- TO BE DONE
Rewrite the part of the entries that opens with the line containing "Please annotate the green metal" and closes with the line containing "113, 542, 380, 591", both lines included. Keep all the wording unchanged, multiply each corner coordinate by 2.3 and round it to a whole number with halves going up, and give back only those lines.

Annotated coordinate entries
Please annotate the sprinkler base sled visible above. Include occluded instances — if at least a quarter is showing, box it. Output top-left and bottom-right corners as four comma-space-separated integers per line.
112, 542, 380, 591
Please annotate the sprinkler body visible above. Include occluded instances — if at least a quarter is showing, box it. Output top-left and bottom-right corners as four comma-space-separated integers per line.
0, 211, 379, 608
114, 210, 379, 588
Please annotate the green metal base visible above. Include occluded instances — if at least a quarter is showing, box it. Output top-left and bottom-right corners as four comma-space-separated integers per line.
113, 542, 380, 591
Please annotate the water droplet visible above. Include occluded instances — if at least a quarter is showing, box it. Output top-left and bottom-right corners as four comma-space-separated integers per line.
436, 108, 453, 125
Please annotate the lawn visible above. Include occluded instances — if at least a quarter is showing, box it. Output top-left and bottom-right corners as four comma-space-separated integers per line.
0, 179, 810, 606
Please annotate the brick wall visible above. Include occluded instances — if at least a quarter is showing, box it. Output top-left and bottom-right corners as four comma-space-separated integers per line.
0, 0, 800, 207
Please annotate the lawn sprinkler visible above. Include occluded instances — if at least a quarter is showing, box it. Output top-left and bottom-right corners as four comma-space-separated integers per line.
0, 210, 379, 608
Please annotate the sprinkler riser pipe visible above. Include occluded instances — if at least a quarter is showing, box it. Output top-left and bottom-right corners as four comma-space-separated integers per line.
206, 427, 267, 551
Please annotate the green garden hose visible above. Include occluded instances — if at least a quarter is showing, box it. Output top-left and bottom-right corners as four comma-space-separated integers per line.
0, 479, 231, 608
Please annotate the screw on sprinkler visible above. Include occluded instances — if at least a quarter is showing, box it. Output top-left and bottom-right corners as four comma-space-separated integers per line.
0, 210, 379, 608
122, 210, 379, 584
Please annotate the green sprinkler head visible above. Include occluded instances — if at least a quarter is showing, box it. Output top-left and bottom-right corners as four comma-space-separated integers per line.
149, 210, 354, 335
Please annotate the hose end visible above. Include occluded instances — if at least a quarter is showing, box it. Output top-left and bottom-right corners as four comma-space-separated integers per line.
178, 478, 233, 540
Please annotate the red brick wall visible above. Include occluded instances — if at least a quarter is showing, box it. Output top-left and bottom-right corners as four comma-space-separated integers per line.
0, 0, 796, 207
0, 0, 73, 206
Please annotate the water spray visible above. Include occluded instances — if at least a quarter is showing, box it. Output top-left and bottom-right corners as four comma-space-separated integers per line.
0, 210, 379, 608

- RESULT BELOW
Please annotate the green metal base visible above. Include occluded instances — if at least a quarter is showing, box it. Output top-left and bottom-right corners as four comma-space-separated integers per line.
260, 1247, 874, 1359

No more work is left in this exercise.